(Object location annotation records)
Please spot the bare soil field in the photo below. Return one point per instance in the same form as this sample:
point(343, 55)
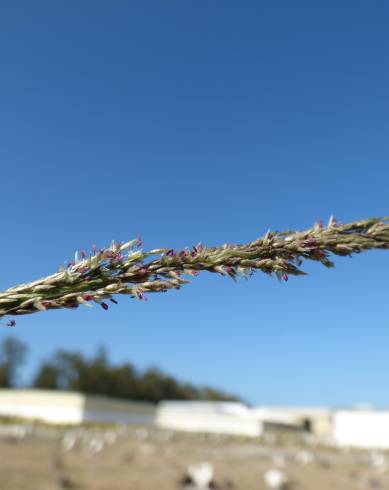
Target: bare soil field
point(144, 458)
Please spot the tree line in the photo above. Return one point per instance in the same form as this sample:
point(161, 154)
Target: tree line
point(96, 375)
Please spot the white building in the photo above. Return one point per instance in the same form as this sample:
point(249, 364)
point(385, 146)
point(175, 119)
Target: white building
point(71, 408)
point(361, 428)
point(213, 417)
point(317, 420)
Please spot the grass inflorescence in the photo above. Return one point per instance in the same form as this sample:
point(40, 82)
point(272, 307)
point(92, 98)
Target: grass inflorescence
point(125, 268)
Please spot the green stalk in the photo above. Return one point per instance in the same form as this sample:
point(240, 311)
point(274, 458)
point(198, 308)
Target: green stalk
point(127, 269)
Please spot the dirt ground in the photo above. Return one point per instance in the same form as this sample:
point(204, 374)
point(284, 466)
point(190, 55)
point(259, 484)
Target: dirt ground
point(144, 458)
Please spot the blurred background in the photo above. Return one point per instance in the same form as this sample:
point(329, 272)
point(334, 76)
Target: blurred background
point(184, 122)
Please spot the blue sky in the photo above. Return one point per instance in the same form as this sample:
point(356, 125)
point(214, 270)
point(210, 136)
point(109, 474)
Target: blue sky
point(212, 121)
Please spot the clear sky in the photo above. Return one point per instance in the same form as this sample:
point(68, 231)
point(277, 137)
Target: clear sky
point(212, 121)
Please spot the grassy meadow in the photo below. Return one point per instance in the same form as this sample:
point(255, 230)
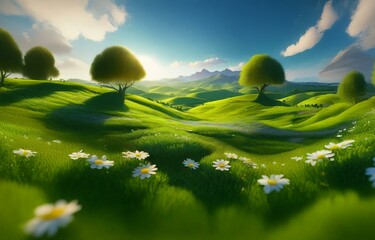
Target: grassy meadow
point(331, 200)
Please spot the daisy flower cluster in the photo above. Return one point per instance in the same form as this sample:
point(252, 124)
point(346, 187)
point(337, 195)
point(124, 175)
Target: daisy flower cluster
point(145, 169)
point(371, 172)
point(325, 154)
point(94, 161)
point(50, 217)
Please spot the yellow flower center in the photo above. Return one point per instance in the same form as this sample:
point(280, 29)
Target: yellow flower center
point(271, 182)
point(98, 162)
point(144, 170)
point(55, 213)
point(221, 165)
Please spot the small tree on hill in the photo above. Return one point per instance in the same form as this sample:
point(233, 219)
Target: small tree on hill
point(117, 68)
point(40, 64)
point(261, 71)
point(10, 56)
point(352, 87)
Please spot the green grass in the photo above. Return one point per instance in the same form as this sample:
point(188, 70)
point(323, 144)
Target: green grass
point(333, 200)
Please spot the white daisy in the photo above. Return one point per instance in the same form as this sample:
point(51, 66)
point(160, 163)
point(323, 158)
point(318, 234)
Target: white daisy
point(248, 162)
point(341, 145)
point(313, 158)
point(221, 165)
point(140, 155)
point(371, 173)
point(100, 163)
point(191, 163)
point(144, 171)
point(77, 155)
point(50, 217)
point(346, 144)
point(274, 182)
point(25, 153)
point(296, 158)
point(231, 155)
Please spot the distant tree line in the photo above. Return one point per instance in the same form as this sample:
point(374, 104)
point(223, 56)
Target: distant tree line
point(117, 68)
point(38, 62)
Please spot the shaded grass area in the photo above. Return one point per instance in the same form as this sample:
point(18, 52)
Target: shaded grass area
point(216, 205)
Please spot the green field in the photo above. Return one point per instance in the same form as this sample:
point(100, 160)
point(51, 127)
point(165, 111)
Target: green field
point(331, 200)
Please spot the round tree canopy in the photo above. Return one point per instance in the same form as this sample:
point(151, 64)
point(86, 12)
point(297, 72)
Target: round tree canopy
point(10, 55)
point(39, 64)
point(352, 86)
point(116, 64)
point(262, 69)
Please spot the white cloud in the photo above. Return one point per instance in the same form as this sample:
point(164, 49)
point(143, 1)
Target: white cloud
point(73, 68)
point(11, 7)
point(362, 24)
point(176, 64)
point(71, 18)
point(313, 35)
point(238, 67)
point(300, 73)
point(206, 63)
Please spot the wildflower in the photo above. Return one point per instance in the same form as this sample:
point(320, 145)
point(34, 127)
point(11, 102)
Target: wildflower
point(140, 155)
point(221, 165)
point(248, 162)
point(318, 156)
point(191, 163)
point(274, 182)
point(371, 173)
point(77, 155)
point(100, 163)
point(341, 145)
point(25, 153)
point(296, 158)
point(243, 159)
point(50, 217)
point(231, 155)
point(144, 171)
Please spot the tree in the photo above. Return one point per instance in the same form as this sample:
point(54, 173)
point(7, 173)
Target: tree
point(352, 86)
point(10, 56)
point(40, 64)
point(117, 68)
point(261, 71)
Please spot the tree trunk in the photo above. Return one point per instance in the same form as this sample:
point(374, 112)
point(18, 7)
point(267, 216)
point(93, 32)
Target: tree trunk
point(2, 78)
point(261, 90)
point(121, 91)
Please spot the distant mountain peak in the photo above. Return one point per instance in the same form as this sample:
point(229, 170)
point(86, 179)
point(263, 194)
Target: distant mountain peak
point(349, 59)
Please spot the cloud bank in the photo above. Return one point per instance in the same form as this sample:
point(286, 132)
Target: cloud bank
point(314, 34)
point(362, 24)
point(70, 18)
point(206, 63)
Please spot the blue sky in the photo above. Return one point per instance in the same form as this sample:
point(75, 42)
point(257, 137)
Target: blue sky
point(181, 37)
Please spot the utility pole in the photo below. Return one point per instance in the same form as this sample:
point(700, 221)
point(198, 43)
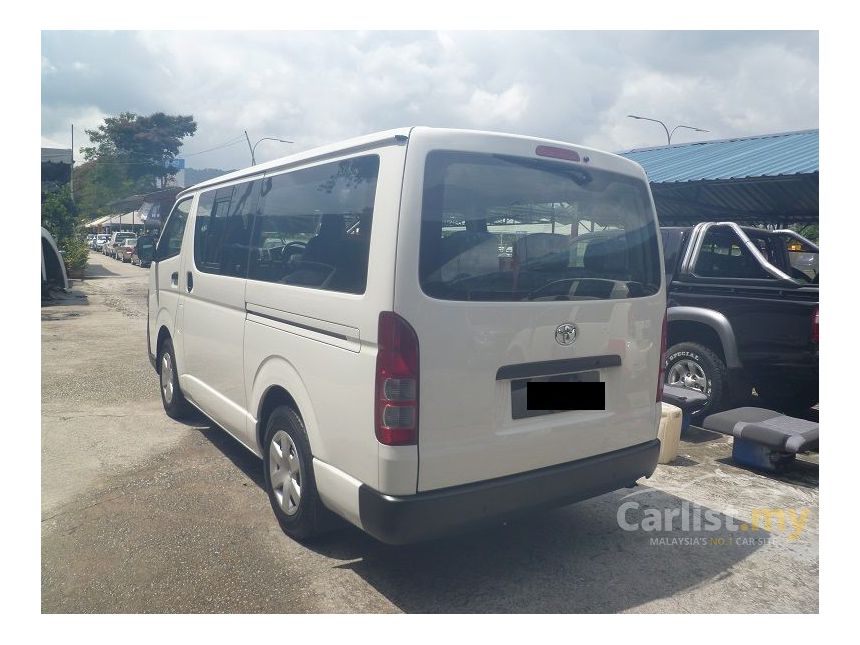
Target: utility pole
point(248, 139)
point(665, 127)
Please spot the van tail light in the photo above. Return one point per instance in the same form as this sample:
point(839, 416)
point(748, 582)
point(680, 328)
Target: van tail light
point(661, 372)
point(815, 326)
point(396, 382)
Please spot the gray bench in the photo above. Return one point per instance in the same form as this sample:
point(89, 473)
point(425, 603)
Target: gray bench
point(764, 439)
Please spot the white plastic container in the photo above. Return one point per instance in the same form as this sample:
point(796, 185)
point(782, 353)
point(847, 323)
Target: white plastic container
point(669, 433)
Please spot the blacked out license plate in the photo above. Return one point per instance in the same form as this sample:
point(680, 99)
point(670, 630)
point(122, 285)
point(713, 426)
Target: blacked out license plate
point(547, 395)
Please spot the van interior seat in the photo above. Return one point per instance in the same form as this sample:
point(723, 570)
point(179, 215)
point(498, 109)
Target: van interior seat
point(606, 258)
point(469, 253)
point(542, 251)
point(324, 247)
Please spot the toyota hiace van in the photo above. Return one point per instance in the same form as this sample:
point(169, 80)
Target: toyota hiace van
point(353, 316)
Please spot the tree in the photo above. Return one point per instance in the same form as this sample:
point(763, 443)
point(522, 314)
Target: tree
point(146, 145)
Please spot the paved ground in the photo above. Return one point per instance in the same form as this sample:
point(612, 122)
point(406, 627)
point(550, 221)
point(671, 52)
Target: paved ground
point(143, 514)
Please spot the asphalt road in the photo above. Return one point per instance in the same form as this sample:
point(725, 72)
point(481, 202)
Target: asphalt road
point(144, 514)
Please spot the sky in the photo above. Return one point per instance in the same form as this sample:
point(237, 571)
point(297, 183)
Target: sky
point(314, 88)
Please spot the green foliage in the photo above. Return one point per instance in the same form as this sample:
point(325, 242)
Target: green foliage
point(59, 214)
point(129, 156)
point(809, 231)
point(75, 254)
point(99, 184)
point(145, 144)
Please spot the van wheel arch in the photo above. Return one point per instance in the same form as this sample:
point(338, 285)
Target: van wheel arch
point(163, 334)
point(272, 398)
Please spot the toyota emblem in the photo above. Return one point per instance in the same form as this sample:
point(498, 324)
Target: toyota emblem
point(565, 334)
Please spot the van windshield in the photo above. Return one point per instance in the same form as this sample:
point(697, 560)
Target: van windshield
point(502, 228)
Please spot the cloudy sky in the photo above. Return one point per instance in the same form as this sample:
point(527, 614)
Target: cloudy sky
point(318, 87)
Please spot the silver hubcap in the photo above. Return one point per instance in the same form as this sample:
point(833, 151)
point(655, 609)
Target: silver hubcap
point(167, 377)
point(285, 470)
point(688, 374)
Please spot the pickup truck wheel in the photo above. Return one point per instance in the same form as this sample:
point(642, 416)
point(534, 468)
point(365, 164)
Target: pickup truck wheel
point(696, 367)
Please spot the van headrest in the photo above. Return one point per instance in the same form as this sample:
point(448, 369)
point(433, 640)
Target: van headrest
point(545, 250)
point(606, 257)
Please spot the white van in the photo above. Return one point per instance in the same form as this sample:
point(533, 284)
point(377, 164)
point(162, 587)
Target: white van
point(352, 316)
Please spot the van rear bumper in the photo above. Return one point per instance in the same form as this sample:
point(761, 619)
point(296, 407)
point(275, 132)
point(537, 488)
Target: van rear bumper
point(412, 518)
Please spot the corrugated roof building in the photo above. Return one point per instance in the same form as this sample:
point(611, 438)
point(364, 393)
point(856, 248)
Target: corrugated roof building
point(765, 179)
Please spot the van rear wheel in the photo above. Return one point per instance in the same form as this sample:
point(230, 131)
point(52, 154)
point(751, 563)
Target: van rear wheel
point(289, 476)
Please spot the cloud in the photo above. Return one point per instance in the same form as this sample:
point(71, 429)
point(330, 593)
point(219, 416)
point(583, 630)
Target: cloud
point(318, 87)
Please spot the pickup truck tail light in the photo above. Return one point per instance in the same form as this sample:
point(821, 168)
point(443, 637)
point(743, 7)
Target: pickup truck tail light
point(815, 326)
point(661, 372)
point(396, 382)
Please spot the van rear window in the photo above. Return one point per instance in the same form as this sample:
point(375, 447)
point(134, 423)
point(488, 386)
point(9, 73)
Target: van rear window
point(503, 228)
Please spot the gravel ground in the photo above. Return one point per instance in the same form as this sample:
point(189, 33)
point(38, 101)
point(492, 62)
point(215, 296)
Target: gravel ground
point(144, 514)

**The exercise:** Copy out the records, unchanged, from the line containing "Please spot the van windshield" down to the line containing "point(412, 518)", including both of those lines.

**The solution:**
Please spot the van windshield in the photo above. Return one point per instance in the same form as this sample:
point(697, 560)
Target: van windshield
point(502, 228)
Please spot the cloudy sky in the photo above. Return one point per instance in the same form as this sample:
point(527, 614)
Target: cloudy sky
point(318, 87)
Please spot the silver hubcap in the photo above. Return one point per instance in the same form as this sample:
point(833, 151)
point(655, 609)
Target: silver hubcap
point(167, 377)
point(285, 470)
point(688, 374)
Please spot the pickup truck wheel in the photo above. Return one point per instance in the same form as this sample:
point(642, 416)
point(534, 468)
point(365, 164)
Target: pickup truck wheel
point(696, 367)
Please spot the van headrest in the photo above. Return one point per instance in the same form as this sample:
point(448, 369)
point(433, 640)
Target: van headrest
point(545, 250)
point(606, 257)
Please spot the white van in the photo above. Return one point per instance in the same form as this sample:
point(533, 284)
point(377, 164)
point(162, 587)
Target: white van
point(352, 316)
Please spot the van rear bumper in the photo above. Return one point per instance in the same form as this sample:
point(761, 619)
point(296, 407)
point(275, 132)
point(537, 488)
Target: van rear bumper
point(412, 518)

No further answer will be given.